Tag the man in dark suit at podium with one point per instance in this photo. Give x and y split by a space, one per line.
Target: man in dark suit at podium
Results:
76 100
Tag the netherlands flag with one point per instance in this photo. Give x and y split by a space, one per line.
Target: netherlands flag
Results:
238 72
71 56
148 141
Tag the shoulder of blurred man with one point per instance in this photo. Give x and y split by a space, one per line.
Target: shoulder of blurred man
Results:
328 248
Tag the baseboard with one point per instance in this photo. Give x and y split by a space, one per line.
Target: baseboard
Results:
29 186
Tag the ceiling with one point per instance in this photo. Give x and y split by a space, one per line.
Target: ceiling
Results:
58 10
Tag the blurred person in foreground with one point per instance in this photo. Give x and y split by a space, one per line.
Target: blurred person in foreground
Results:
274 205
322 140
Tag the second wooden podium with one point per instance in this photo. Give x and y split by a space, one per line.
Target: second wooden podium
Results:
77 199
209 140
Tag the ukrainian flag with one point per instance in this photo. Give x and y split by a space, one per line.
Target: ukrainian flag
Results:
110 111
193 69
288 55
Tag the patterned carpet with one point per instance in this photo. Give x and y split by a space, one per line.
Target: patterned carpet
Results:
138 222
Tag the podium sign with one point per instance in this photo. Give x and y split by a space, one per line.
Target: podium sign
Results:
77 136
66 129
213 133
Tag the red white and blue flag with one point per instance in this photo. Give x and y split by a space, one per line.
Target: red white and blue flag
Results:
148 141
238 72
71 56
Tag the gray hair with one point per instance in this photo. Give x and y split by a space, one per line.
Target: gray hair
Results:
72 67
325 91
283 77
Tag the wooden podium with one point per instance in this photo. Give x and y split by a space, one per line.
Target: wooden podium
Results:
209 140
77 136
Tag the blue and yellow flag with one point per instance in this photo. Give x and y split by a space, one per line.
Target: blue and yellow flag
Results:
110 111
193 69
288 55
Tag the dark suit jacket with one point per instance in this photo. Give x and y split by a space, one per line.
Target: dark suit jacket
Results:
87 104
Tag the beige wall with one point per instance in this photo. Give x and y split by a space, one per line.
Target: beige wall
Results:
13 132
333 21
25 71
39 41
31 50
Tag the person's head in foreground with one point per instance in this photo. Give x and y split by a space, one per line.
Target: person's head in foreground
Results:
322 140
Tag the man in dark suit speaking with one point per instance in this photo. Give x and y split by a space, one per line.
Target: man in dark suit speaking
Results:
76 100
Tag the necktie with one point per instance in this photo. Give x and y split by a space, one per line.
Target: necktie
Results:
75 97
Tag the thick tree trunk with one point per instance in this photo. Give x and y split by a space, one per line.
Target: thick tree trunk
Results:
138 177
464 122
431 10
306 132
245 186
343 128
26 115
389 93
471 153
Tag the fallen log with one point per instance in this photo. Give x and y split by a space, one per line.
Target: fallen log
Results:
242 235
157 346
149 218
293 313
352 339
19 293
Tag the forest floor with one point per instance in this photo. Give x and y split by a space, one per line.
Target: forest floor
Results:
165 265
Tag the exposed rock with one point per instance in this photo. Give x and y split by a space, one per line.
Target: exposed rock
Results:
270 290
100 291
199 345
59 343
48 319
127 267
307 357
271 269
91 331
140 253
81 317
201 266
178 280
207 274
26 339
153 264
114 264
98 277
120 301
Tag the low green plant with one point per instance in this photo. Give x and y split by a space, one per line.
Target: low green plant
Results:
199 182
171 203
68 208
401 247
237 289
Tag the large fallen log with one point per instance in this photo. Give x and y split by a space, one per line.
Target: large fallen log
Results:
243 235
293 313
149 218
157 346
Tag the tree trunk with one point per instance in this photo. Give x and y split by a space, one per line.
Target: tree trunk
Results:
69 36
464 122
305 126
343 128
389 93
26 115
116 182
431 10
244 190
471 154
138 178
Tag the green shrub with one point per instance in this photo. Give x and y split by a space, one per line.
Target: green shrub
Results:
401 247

● PROMPT
The expected output is exactly the lines of the listing above between the line holding "Target: dark suit jacket" and the line holding "Target: thick tree trunk", inclusive.

● ANSWER SECTION
Target: dark suit jacket
Results:
87 104
Tag the beige wall with one point per instance in this photo. Give x and y split by a space, one per line.
Target: beige wall
Results:
13 132
333 21
25 71
39 41
31 50
Tag the person's head in foreground with one point per instance in this photo. Give x and y split by a space, one per line.
Target: person's head in foreground
Results:
322 140
Tag the man in dark suit speaking with one point per instance in this photo. Give x and y split by a space, one per line.
Target: man in dark suit speaking
Results:
76 100
Tag the necktie with one point per instance in this photo. Give x and y split by a space, one per line.
Target: necktie
Results:
75 97
Tag the thick tree trunk with one point per instance in this photo. Give x and y split by a space, one per line.
Target: thick tree trunk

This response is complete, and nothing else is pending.